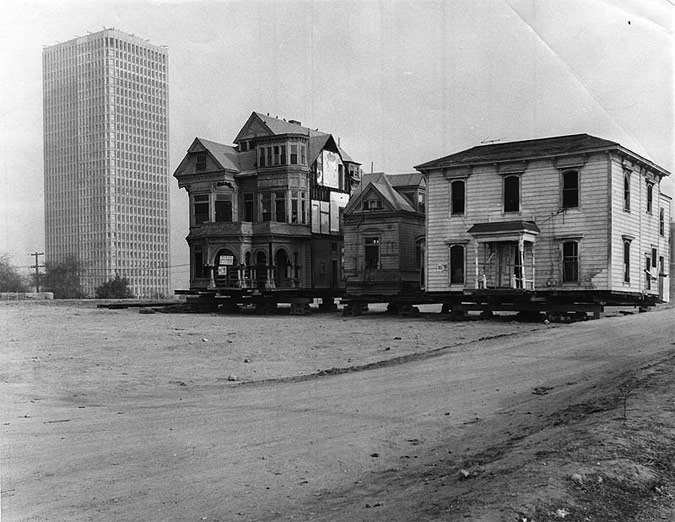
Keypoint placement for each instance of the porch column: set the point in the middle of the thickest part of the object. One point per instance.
(212, 280)
(534, 265)
(477, 271)
(521, 253)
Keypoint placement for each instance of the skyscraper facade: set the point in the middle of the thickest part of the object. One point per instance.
(106, 159)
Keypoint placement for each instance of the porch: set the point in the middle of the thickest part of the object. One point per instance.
(504, 255)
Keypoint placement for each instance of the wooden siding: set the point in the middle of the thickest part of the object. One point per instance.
(638, 224)
(541, 200)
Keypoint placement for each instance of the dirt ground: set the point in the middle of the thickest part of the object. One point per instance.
(118, 415)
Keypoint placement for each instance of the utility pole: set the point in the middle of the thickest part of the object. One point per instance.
(37, 267)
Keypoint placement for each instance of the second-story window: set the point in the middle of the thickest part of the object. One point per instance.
(200, 209)
(280, 206)
(223, 208)
(626, 191)
(295, 207)
(200, 163)
(626, 261)
(249, 209)
(512, 194)
(570, 191)
(372, 252)
(266, 206)
(457, 197)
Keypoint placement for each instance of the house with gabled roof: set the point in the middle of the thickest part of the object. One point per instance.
(265, 212)
(384, 237)
(575, 219)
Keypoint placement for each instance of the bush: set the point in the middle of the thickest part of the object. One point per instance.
(10, 279)
(63, 279)
(115, 288)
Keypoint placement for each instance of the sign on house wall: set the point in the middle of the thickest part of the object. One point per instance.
(337, 201)
(331, 169)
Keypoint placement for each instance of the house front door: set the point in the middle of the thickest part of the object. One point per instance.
(508, 264)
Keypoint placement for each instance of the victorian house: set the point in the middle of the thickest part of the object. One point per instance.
(384, 237)
(265, 212)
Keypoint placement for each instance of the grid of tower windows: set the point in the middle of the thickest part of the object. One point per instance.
(106, 159)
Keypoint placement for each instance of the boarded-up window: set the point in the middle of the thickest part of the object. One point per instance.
(570, 192)
(626, 261)
(457, 264)
(223, 208)
(626, 191)
(570, 262)
(511, 194)
(372, 252)
(248, 207)
(200, 208)
(201, 162)
(457, 189)
(198, 263)
(267, 206)
(280, 206)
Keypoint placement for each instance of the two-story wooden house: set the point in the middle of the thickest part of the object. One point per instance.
(545, 222)
(384, 241)
(265, 213)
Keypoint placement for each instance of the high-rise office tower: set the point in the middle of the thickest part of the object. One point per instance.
(106, 159)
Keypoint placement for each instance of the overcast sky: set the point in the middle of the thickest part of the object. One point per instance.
(399, 82)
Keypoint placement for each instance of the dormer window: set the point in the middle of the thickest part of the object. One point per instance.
(372, 204)
(200, 164)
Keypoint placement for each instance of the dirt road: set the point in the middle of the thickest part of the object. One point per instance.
(116, 416)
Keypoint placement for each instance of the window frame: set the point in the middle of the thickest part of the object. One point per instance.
(454, 199)
(626, 190)
(221, 200)
(566, 191)
(200, 162)
(452, 279)
(505, 187)
(204, 200)
(570, 260)
(371, 244)
(626, 260)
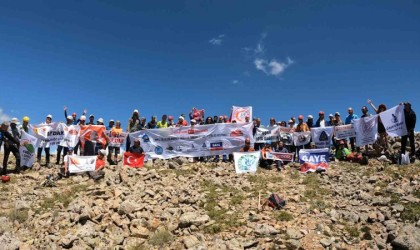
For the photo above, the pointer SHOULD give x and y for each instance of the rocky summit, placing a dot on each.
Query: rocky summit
(175, 204)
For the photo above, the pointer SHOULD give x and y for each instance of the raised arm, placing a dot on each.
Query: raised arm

..............................

WHAT THE EXERCISE ASKS: Exclude every picture and copy the remaining data exactly.

WRITTEN RESPONSE:
Keypoint placement for each instance of the porch column: set the point in the middle of the thickest part of the object. One point per instance.
(212, 280)
(534, 265)
(477, 271)
(521, 253)
Keypoint placement for each instance of the skyscraper facade: set the point in the middle of the thickest part of the object. One point per instance.
(106, 159)
Keypoint placement for each instance of the porch: set the point in the middle of the thickest part of the object. One point per instance.
(504, 255)
Keypoint placement for each instance of the wooden siding: set the point in the middle of the thickest part of the object. One point per instance.
(638, 224)
(541, 200)
Keypoint placement for each instance of the dirt ground: set the point in the middle of the thickest part of the object. One point per instance.
(118, 415)
Keypoint placement for each instance of the utility pole: set the point in the middle of the thickest part of the object. One point per instance.
(37, 267)
Keypoint placement for each instance of the second-story window: set the point in the middle of the thickest part of the object. One point per instance.
(200, 209)
(280, 206)
(223, 208)
(626, 191)
(295, 207)
(200, 163)
(626, 261)
(249, 209)
(512, 194)
(570, 191)
(372, 252)
(266, 206)
(457, 197)
Keypoint placement for each instance of the house with gabled roof: set the point in the middle of the thickest part of the object. One point per instance.
(265, 212)
(384, 237)
(575, 219)
Keypoint placement for each instance of the bush: set the point in the middle of the thickest part of the object. One point per instance.
(10, 279)
(63, 279)
(115, 288)
Keypoint placement for each instance of the sign on house wall: set the point in the middle of the thickest part of the object. One point per instance.
(337, 201)
(331, 169)
Keypoint placement for each instance of the house front door: set the point in the middle of the thickest part of the object. One point per instance.
(508, 264)
Keypoint placement for each instance of the victorian house: set the point in the middle of the thickest part of the object. One point per instance.
(384, 237)
(265, 212)
Keypoint placement for each instance of the grid of tower windows: set the point in the middle of the thickest part of the object. One point per instance.
(106, 159)
Keypoint placement for each instance of the boarded-up window: set the point in the middle of the thickest part of the object. One point per instance.
(570, 192)
(626, 261)
(457, 264)
(223, 208)
(626, 191)
(570, 262)
(511, 194)
(372, 252)
(248, 207)
(200, 208)
(201, 162)
(457, 189)
(198, 263)
(267, 206)
(280, 206)
Keypoint placement for each instance of the two-story wooden house: set the point in the middle of the thickest part of the object. One point per instance.
(545, 222)
(384, 241)
(265, 213)
Keypoint placement for each instance of the high-rise office tower: set the point in the middle of the thickest part of the object. One point per instance.
(106, 159)
Keypoint placement for each instance of the overcast sky: set the point in the middle of the thickest part of the object. One point per instance.
(399, 82)
Keypoint placement for each instance of the dormer window: set the point in the middle of the thickest part of the object. One point per instance.
(372, 204)
(200, 164)
Keypoint placement for each instance of the dirt road: set the point in the middle of the thickest part of the object. One point per instance.
(116, 416)
Keypoint placement for each instance of the window frame: set the point in the middle of the thickest part of the object. One point per instance.
(454, 199)
(626, 190)
(221, 200)
(566, 191)
(200, 162)
(452, 279)
(505, 187)
(204, 200)
(570, 260)
(371, 244)
(626, 260)
For the photo above, the pointer SHOULD give x and y for each instance of the rocky summit, placing a dot on each.
Query: rocky summit
(175, 204)
For the photo above, the pointer SHOULD give x and y for each instance of the raised arm, placing a dot on each.
Query: raised arm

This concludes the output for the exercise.